### Apply what you read
(A) In the text on peptic ulcers, what is the mid portion of the small intestine called?
(B) Using the text on peptic ulcers, explain why the gastric ulcer is called the rich man's ulcer.
(C) Print the part of the peptic ulcer text starting at "There are two" and ending at "(non-steroidal anti-inflammatory drugs).".

Peptic Ulcer Disease involves a break in the protective mucosa layers of the duodenum, stomach and less commonly in the distal esophagus and the mid portion of the small intestine, called the jejunum. It arises when the lining of the stomach is no longer capable of protecting it from its acid contents.

 

There are two types of ulcers, the duodenal ulcer and the gastric ulcer. Duodenal ulcer is characterized by an elevated gastric acid and also a quick draining of the food from the stomach reducing the buffering effect of food and delivering acid bolus to the duodenum. It presents a deep, sharply demarcated lesion that penetrates through the mucosa and sub mucosa into the muscle layer. A steady, gnawing pain is usually felt 1 1/2 to 3 hours after a meal, occurring frequently at night. It is also called the poor man’s ulcer as it is relieved by food intake.  Find out how you can cure your digestion problems with food.

 

Other associated causes can be helicobacter pylori infection, smoking, caffeine and use of NSAIDs (non-steroidal anti-inflammatory drugs).

 

The second type is the Gastric ulcer which is characterized when the lining of the stomach has a cut and is damaged by the acid or when there is an abnormal functioning of the pyloric sphincter in which bile reflux backs up into the stomach.  It has a steady, gnawing pain felt at the left abdominal area usually 30 to 60 minutes after a meal.  It can sometimes be alleviated by vomiting as the pain worsens with food intake and thereby termed as the rich man’s ulcer.

 

There are several ways to manage ulcers: drug therapy, diet therapy, and surgical management. Among the three, diet therapy is more feasible and mostly can be done by ourselves.   In diet therapy we should:

 

* Avoid substances that increase gastric acid secretion such as caffeine containing food and beverages.

### Data block

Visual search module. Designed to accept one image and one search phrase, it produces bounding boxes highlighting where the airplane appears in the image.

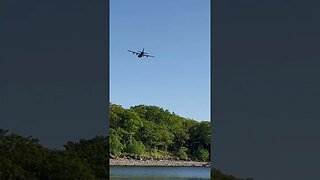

### Answers in order
(A) The jejunum.

(B) The gastric ulcer gets that name because its pain worsens with food intake. The pain can sometimes be eased by vomiting.

(C)
There are two types of ulcers, the duodenal ulcer and the gastric ulcer. Duodenal ulcer is characterized by an elevated gastric acid and also a quick draining of the food from the stomach reducing the buffering effect of food and delivering acid bolus to the duodenum. It presents a deep, sharply demarcated lesion that penetrates through the mucosa and sub mucosa into the muscle layer. A steady, gnawing pain is usually felt 1 1/2 to 3 hours after a meal, occurring frequently at night. It is also called the poor man’s ulcer as it is relieved by food intake.  Find out how you can cure your digestion problems with food.

 

Other associated causes can be helicobacter pylori infection, smoking, caffeine and use of NSAIDs (non-steroidal anti-inflammatory drugs).